Saved entries:

☆ ☆ ☆ ☆ ☆ ☆ ☆

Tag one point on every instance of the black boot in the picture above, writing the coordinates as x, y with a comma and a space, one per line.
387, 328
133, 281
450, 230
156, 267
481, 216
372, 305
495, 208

☆ ☆ ☆ ☆ ☆ ☆ ☆

To do: Each record should be repeated in full, exactly as it is written.

Output of the task:
Tag one point on every instance of the black boot in the picture above, writing the coordinates as x, y with a comma and a space, one per line.
387, 328
133, 281
450, 230
156, 267
481, 216
372, 305
495, 208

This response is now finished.